Copy the records from the start through the line containing "<point>259,396</point>", swapping every "Target" for "Label" and keeping everything else the same.

(Items listed in a dataset)
##########

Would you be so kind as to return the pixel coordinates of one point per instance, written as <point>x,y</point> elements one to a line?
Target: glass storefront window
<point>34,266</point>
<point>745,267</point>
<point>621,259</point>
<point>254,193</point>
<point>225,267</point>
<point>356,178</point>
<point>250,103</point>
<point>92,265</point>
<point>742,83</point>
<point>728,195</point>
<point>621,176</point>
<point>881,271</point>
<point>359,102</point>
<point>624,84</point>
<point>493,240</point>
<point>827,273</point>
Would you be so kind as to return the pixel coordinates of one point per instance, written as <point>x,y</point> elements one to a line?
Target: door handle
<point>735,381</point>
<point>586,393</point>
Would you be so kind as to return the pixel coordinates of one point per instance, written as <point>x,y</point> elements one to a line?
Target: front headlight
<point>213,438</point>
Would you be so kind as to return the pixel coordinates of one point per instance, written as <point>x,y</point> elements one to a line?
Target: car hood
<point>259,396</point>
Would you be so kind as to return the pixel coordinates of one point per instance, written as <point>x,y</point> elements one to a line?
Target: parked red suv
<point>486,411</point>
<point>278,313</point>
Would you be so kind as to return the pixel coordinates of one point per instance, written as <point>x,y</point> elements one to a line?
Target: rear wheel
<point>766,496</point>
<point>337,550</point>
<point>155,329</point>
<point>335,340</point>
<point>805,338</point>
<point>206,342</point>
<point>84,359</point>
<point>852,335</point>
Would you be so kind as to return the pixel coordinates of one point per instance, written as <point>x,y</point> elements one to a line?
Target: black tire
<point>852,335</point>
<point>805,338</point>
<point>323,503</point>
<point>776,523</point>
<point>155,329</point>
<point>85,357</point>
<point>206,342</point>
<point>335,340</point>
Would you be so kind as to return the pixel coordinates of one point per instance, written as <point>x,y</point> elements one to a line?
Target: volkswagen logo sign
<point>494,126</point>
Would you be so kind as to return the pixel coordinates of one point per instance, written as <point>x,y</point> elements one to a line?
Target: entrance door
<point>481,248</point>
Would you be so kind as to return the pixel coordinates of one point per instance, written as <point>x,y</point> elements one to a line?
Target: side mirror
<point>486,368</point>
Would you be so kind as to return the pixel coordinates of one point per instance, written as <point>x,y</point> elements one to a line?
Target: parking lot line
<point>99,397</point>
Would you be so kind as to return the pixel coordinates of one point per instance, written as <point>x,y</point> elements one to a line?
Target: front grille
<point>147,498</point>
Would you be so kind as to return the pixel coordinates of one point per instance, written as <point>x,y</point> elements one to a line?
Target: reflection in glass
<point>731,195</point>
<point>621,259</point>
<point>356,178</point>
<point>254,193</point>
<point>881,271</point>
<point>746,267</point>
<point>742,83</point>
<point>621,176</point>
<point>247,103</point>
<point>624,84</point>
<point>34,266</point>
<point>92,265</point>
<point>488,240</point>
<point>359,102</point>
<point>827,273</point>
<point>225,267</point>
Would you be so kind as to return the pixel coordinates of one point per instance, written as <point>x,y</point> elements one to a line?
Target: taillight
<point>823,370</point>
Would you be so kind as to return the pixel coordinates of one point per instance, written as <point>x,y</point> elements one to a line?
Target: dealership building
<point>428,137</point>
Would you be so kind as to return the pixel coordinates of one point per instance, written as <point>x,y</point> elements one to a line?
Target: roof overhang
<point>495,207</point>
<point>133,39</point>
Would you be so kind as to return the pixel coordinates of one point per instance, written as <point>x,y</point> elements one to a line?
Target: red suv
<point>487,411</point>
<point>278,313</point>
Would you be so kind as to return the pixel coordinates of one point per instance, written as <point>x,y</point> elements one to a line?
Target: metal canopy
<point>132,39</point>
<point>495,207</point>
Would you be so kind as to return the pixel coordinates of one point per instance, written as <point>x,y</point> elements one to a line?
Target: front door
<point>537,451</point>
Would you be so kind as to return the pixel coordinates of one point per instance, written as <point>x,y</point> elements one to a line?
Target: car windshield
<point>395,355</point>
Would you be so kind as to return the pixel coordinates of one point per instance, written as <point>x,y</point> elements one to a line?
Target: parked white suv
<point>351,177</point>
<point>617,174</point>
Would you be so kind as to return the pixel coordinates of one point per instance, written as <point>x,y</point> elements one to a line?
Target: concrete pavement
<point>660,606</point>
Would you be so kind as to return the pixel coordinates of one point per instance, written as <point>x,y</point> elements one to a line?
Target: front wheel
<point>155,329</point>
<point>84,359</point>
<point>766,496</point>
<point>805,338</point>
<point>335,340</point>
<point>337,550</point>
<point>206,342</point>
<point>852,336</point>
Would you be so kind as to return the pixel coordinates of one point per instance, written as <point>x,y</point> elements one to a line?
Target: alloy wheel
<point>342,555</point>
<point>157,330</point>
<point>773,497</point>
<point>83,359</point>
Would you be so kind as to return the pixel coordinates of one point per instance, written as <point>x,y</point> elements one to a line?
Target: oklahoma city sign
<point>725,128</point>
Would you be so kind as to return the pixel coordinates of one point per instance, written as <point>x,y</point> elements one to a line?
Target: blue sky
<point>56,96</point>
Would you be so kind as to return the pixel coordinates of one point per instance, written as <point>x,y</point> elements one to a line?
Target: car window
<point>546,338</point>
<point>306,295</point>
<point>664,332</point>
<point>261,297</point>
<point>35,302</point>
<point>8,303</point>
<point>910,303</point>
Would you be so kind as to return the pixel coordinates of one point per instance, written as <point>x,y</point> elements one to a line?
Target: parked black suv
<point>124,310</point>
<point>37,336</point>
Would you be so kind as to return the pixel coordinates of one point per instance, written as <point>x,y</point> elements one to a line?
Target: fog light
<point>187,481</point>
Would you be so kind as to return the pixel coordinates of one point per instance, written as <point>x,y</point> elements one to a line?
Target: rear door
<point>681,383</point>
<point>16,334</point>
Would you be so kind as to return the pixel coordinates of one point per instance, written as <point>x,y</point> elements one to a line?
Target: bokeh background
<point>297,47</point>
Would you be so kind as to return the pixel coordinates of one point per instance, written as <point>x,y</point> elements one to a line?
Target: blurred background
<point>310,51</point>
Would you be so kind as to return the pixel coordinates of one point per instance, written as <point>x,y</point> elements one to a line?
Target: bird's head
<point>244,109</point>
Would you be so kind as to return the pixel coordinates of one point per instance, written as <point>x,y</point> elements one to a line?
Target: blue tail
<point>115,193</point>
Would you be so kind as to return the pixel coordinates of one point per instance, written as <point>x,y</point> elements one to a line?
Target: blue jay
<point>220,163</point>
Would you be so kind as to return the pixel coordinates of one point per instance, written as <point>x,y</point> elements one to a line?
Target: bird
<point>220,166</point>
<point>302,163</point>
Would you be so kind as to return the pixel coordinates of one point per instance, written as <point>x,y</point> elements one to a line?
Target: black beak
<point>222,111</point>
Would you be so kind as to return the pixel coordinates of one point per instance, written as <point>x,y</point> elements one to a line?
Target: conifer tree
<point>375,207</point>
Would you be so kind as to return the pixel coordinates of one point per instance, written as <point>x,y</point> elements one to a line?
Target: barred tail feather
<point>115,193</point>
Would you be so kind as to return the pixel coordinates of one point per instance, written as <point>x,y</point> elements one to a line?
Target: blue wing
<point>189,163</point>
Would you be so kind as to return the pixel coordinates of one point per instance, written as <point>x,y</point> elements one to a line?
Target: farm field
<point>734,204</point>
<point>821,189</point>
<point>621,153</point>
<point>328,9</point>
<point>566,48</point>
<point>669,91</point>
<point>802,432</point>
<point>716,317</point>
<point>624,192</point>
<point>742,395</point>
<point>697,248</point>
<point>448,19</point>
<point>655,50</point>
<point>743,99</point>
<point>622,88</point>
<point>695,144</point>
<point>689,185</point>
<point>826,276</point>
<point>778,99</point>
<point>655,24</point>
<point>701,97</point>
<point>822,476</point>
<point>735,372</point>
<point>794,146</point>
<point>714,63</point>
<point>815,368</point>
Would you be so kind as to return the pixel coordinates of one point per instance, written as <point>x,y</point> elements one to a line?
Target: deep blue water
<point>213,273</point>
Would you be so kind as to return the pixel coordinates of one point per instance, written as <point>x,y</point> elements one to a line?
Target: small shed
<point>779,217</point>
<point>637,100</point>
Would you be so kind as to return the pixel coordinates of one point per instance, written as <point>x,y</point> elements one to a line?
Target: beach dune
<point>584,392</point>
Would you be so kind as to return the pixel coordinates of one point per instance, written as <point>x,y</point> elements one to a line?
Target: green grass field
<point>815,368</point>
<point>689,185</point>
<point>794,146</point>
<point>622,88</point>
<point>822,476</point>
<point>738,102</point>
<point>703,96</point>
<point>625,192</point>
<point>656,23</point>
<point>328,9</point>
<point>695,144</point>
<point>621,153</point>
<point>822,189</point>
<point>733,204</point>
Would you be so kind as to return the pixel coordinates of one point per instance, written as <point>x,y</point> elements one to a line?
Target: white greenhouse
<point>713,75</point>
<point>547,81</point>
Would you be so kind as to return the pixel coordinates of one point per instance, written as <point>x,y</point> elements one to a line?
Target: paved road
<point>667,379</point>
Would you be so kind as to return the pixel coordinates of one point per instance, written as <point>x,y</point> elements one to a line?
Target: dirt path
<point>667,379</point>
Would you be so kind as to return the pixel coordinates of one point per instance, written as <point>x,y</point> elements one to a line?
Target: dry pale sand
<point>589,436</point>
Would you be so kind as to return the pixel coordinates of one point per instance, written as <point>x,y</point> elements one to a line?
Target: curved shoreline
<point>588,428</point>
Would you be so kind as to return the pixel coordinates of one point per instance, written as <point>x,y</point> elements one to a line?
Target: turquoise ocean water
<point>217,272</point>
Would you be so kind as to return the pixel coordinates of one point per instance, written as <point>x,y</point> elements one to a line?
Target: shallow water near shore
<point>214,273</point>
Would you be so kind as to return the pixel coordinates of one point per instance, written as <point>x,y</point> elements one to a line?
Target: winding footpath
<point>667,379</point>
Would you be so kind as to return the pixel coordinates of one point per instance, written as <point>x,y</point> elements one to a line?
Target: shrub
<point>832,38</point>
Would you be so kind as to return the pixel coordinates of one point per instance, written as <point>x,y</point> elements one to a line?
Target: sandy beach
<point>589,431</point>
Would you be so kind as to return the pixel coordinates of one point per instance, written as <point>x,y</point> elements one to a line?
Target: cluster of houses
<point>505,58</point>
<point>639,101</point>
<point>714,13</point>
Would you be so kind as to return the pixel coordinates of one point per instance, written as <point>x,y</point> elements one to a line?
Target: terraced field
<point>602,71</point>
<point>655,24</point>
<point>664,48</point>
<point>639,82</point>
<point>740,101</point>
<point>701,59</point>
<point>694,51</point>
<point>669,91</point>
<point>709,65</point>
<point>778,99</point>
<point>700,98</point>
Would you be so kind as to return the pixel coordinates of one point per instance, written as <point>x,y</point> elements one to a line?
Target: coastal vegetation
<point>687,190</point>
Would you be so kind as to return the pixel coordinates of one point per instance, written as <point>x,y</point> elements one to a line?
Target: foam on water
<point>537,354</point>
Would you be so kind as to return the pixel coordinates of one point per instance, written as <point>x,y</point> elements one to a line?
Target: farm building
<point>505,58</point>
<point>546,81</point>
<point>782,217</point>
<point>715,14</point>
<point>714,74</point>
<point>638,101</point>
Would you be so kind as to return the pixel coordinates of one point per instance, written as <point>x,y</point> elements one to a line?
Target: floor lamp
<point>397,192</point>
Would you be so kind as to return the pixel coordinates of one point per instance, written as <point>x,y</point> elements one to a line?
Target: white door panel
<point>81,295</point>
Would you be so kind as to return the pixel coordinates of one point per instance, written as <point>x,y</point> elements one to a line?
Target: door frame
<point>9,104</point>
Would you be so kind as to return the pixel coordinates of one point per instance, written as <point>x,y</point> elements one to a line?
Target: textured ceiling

##########

=== Output for this exercise ===
Would you be so kind as to return the pixel coordinates of one point per instance, written as <point>x,y</point> elements one to a line?
Label: glass storefront window
<point>34,266</point>
<point>745,267</point>
<point>621,259</point>
<point>254,193</point>
<point>225,267</point>
<point>356,178</point>
<point>250,103</point>
<point>92,265</point>
<point>742,83</point>
<point>728,195</point>
<point>621,176</point>
<point>881,271</point>
<point>359,102</point>
<point>624,84</point>
<point>493,240</point>
<point>827,273</point>
Would you be so kind as to return the pixel coordinates of one point per instance, written as <point>x,y</point> elements one to a line?
Label: door handle
<point>735,381</point>
<point>586,393</point>
Would you be so kind as to return the pixel coordinates of one point per instance, written as <point>x,y</point> elements one to a line?
Label: front headlight
<point>213,438</point>
Would you be so kind as to return the pixel coordinates of one point per instance, written as <point>x,y</point> elements one to a line?
Label: car hood
<point>259,396</point>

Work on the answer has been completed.